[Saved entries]
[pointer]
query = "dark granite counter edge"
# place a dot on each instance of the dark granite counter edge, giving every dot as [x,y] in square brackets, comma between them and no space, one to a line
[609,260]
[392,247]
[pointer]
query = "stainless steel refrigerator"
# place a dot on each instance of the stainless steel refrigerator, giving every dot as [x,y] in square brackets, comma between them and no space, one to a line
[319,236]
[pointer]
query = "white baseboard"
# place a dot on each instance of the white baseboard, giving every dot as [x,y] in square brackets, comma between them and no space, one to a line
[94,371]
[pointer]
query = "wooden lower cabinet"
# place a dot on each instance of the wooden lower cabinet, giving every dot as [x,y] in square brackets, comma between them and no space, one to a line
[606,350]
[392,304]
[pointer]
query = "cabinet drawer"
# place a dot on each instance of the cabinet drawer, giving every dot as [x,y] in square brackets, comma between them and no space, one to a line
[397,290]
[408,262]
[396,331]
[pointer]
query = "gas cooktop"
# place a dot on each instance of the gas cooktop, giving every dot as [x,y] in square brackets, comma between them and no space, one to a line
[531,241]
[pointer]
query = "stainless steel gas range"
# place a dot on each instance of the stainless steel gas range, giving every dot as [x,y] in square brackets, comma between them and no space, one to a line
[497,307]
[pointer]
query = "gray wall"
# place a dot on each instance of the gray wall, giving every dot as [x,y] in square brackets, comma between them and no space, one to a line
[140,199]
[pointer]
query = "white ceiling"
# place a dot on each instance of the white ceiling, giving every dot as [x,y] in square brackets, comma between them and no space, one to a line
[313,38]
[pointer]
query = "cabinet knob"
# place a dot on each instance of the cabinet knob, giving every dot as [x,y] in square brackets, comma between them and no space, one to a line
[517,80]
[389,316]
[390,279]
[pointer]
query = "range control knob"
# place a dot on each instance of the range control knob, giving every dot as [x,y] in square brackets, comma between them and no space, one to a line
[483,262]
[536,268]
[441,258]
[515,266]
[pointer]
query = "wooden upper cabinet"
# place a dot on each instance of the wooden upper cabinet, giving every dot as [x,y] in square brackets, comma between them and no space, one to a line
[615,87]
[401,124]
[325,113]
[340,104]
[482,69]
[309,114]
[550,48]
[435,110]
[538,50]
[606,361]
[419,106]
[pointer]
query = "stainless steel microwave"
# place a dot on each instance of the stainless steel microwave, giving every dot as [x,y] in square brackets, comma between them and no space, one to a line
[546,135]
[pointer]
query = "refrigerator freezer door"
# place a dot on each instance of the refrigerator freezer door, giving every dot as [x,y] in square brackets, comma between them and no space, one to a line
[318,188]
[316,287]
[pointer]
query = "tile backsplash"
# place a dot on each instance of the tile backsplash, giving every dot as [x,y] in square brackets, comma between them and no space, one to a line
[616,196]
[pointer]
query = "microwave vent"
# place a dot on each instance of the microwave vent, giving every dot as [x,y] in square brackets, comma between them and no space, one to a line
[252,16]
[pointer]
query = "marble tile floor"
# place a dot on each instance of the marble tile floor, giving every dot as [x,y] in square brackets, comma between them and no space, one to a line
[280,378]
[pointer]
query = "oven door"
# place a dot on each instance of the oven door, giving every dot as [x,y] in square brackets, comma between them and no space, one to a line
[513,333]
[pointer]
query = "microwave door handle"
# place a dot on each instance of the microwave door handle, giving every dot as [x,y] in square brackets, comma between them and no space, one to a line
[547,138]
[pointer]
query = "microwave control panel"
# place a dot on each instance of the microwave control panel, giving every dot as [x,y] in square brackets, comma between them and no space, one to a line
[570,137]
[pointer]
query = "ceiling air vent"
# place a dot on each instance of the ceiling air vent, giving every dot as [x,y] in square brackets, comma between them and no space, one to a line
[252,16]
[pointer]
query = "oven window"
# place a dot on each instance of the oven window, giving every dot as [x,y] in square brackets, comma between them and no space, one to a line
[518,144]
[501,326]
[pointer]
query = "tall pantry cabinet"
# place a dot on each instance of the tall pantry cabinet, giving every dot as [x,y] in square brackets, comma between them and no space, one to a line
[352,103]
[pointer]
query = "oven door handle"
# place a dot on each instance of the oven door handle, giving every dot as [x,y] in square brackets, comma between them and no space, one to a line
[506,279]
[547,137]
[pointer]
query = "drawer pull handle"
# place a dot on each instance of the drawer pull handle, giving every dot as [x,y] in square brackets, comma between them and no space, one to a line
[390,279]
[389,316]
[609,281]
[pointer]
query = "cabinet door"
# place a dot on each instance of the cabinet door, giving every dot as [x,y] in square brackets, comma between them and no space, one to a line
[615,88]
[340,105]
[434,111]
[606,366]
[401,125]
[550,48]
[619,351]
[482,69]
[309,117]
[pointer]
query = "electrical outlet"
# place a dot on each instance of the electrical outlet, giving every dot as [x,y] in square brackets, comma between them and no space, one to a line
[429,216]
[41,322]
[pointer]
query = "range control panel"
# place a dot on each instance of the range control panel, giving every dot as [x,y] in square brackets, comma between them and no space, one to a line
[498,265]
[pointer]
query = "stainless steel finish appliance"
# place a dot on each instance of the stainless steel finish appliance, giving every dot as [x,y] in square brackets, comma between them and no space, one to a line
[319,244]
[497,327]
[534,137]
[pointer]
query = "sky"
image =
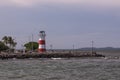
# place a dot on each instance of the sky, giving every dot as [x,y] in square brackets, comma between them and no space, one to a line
[66,22]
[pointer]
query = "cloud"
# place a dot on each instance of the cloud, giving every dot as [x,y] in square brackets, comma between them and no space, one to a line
[28,3]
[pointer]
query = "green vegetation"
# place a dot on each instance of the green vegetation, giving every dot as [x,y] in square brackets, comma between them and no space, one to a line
[31,46]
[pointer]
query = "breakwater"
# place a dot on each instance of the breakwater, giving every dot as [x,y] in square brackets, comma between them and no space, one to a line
[49,55]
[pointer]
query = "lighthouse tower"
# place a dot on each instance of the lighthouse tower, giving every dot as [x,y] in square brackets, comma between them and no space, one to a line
[42,47]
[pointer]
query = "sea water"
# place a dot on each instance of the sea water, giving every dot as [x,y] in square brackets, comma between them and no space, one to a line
[60,69]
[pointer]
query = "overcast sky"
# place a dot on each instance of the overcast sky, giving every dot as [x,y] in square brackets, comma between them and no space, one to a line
[66,22]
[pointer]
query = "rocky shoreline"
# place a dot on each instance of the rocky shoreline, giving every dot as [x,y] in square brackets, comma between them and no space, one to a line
[49,55]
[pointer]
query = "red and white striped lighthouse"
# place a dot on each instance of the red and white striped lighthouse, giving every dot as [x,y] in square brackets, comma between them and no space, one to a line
[42,46]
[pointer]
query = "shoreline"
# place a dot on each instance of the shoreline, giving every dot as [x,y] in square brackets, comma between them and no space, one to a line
[49,55]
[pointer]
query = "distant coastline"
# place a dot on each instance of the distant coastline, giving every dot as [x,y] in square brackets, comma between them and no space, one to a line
[50,55]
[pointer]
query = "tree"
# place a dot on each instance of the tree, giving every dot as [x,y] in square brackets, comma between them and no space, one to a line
[31,46]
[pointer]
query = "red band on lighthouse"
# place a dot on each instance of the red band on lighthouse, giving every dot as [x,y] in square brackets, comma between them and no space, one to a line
[42,47]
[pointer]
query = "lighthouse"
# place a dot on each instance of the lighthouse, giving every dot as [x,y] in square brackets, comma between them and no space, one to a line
[42,46]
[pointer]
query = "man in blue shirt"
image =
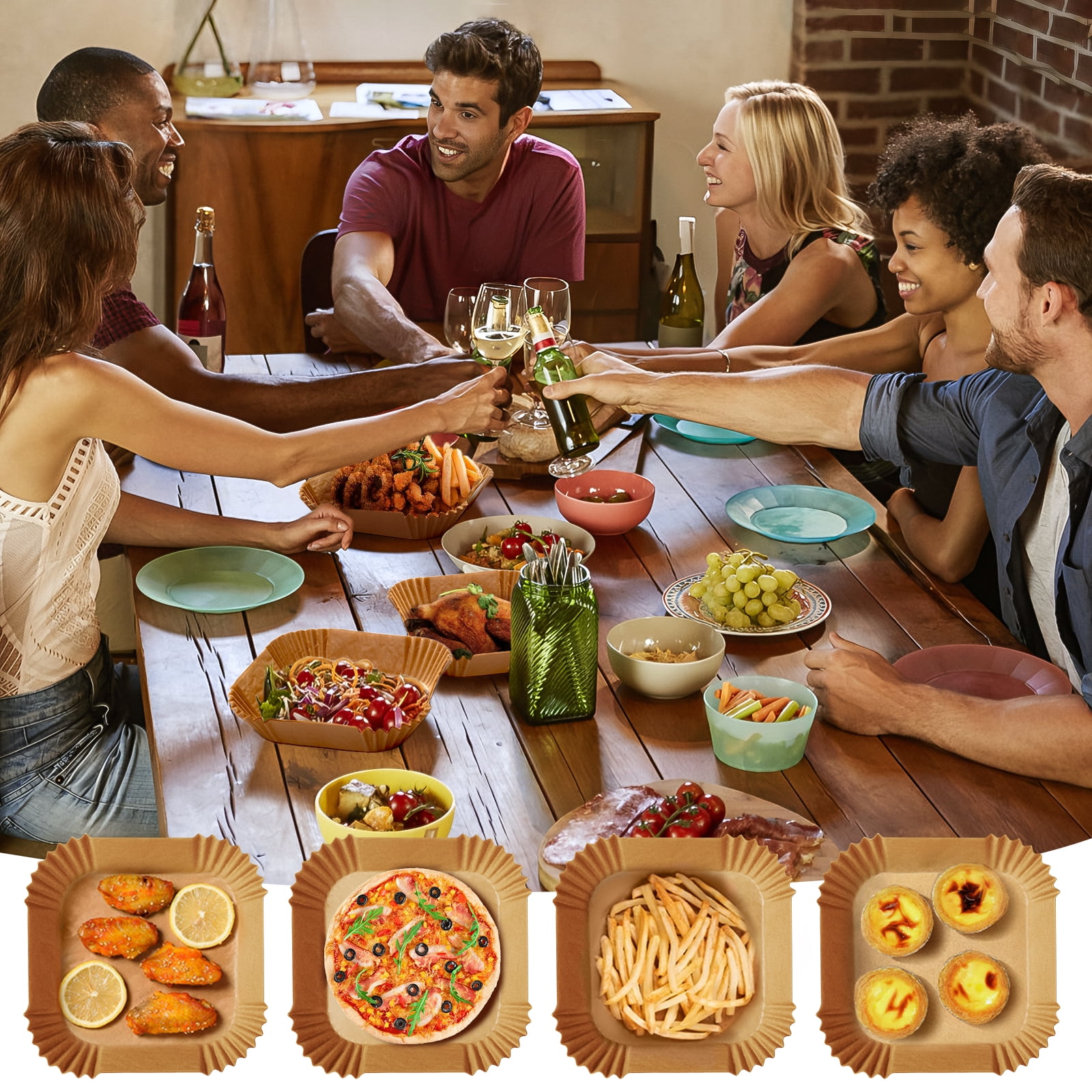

▶ **BRIEF**: Above are records to transcribe exactly; leave their pictures out.

▶ **WRITTEN ANSWER**:
[pointer]
query = "dark granite counter edge"
# place a dot on each instance of the dark granite counter edge, giving every dot as [x,y] in square brackets, comma between them and no space, one to a line
[609,260]
[392,247]
[pointer]
query = "stainless steel refrigerator"
# place a dot on each instance of the stainless steel refrigerator, giving every dot as [x,y] in square brackets, comma between them and no space, one to a line
[319,236]
[pointer]
query = "white baseboard"
# place a dot on each instance of the white baseboard, giving every dot as [x,y] in square brackets, comma between them and no space, one to a line
[94,371]
[pointer]
query = "wooden lower cabinet"
# place a dot on each instance of the wooden lower cabinet, giving every dot as [x,y] in square brackets, comma between them and no space, one to a line
[606,350]
[392,304]
[pointer]
query = "cabinet drawer"
# place a dot on each instance of the cabinet drawer, giving every dot as [x,y] in square brackets, comma between them and no space, one to a line
[397,290]
[408,262]
[396,331]
[pointer]
query = "gas cooktop"
# place a dot on each instance of the gas cooktop, giving every dot as [x,y] in square brackets, comma between them and no space, one to a line
[531,241]
[pointer]
query = "stainless steel gas range"
# place a dot on each instance of the stainless steel gas range, giving every dot as [x,y] in square brackets, comma between them and no space, one to a line
[497,307]
[pointer]
query = "gray wall"
# place a dot on each instance of the gray wall, giving every dot as [x,y] in square brackets, comma between them and no space, one to a line
[140,199]
[pointer]
query = "white ceiling"
# place a dot on each instance of the white ceiling, giving every dot as [x,y] in square brackets, comma between them and no space, one to a line
[313,38]
[pointer]
query = "cabinet knob"
# place a dot on each instance of the cabinet knob, giving every dot as [x,y] in square brackets, comma between them and no space, one to a line
[517,80]
[389,316]
[390,279]
[pointer]
query = "range control knob"
# place a dot on each instance of the range control knob, giving every dot as [x,y] in square brackets, comma between them and no space, one to a line
[483,262]
[536,268]
[441,258]
[515,266]
[pointer]
query = "wooden upper cabinet"
# place a dot on each instance of the wooden upper cabinet, giving every dot as [x,y] in square brackets, comma between them and no space, one to a line
[615,87]
[401,124]
[325,113]
[340,104]
[482,69]
[309,114]
[550,48]
[435,110]
[538,50]
[606,361]
[419,106]
[pointer]
query = "stainless steel microwave"
# place a dot on each instance of the stainless steel microwave, giving every dot as [x,y] in square brackets, comma between them and no space, one to a line
[546,135]
[pointer]
query = "refrigerator freezer door"
# place a dot on each instance of the refrigerator freezer door, giving every dot as [x,y] in square brackets, comma between them and no space, one to a line
[318,188]
[316,287]
[pointer]
query = "tile backsplash"
# place a dot on each instance of the tile backsplash, giving every dot as [x,y] in square brackets, comma between them and no space, one to a line
[616,196]
[pointer]
query = "microwave vent"
# place a dot on each instance of the microwave vent, giving every dot as [x,y] in square brackets, comma between them and no space, one to a line
[252,16]
[pointer]
query = "marble tile floor"
# place a dot on each instance of the marble tile floor, giving every dot as [x,y] in square brackets, comma between them and no space, one to a line
[280,378]
[pointer]
query = "oven door"
# place a dot on each instance of the oven door, giving every dot as [x,y] in square brackets, comma between them and no space, one to a line
[513,333]
[pointer]
query = "microwave door handle"
# place a dot on each instance of the microwave door handle, giving every dot as [x,y] in square brackets, comma between them and no space, one to a line
[547,138]
[pointer]
query = "microwave control panel"
# place a dot on each instance of the microwave control panel, giving every dot as [x,y] in square brackets, comma between them and no space, one to a line
[570,137]
[pointer]
query = "ceiling air vent"
# place a dot on each instance of the ceiling air vent, giving every dot as [x,y] in square brackets, comma between them and no space, one to a line
[252,16]
[pointer]
query = "oven window"
# place a dot on each instance of the oven window, giving every dot as [x,y] in square brackets, comma between them and no space, one to a line
[518,144]
[501,326]
[pointer]
query = "tall pantry cabinet"
# place a dot on each instance of the tall pantry cabinet, giving every dot as [x,y] in square brackets, comma between them and no space, one to a line
[352,103]
[pointer]
query = "oven door handle"
# place a dot on each instance of the oven door handle, giving every dot as [x,y] in square brackets, comma between them and no space, one to a line
[506,279]
[547,137]
[pointer]
query = "drawer pull handle"
# place a dot on each instance of the drawer pull handle, giving every dot as [x,y] in square brackets, comma between them and no space, one to a line
[390,279]
[389,316]
[609,281]
[pointer]
query = "cabinet door"
# place a dot on each instance of the cabinet door, giving every dot as [x,y] in square brackets, comma between them and no space, one to a line
[615,88]
[340,105]
[434,111]
[606,366]
[401,125]
[550,48]
[619,351]
[482,69]
[309,117]
[pointer]
query = "electrical outlet"
# place a dot on each instance of the electrical outlet, giving every dot as [x,y] in square brackets, comma between them and no space, one to a line
[429,216]
[41,322]
[pointer]
query = "range control panel"
# place a dot on each instance of the range control panel, giving every dot as [x,y] in square brackets, comma between them and no space, one to a line
[498,265]
[pointer]
query = "stainless steel finish appliance"
# place a dot on each instance of the stainless steel finish appliance, giving every dot as [x,y] in square brackets, comma between them and no space, one to a line
[319,244]
[497,327]
[534,137]
[pointer]
query = "sky"
image =
# place a dot on each instance of the sky, giving every dot as [x,y] in square brackets, comma between them and no space, one to a line
[66,22]
[pointer]
query = "cloud"
# place a dot on each instance of the cloud, giving every dot as [x,y] in square brackets, comma between them and no space, one to a line
[28,3]
[pointer]
query = "green vegetation"
# place a dot on each instance of the green vegetation, giving every dot as [x,y] in square brackets, comma between them and no space, one to a line
[31,46]
[pointer]
query = "breakwater"
# place a dot on each instance of the breakwater, giving every dot as [x,y] in square brackets, comma between them and no space, one to a line
[49,55]
[pointer]
query = "lighthouse tower"
# place a dot on each instance of the lighthouse tower, giving every dot as [x,y] in square brackets, comma between them and no space, one to a line
[42,47]
[pointer]
query = "sea water"
# place a dot on each instance of the sea water, giving every dot as [x,y] in square brackets, comma between them and no space, one to a line
[60,69]
[pointer]
query = "overcast sky"
# place a dot on each instance of the overcast sky, giving every dot as [x,y] in square brackets, comma between them and no space, one to a line
[66,22]
[pointer]
query = "rocky shoreline"
# place a dot on each instance of the rocky shoreline, giving every dot as [x,y] in square brackets, comma between them and no space, one to a line
[49,55]
[pointer]
query = "red and white striped lighthouse"
# place a dot on each instance of the red and white striped lighthouse, giving every dot as [x,y] in square brackets, comma between them and no space, one to a line
[42,46]
[pointer]
query = "shoreline"
# place a dot on each instance of the shoreline, giving every dot as [x,y] in square brackets, comma between them and no space, one to a line
[49,55]
[pointer]
query = "distant coastline"
# place a dot on each instance of the distant coastline, giving every dot as [x,y] in square brackets, comma between them and no space, one to a line
[50,55]
[pointer]
query = "tree"
# place a dot on each instance of the tree, giving every dot as [x,y] in square brackets, comma between them and no space, one to a line
[31,46]
[pointer]
query = "red band on lighthouse"
# place a dot on each instance of the red band on lighthouse, giving every dot as [x,y] in square brackets, comma between them and no space, one to a line
[42,47]
[pointer]
query = "lighthouse"
# place a dot on each instance of the lighthouse, giving every dot as [x,y] in square brackets, comma between them and no space, one to a line
[42,46]
[pointer]
query = "man in blue shirt"
image =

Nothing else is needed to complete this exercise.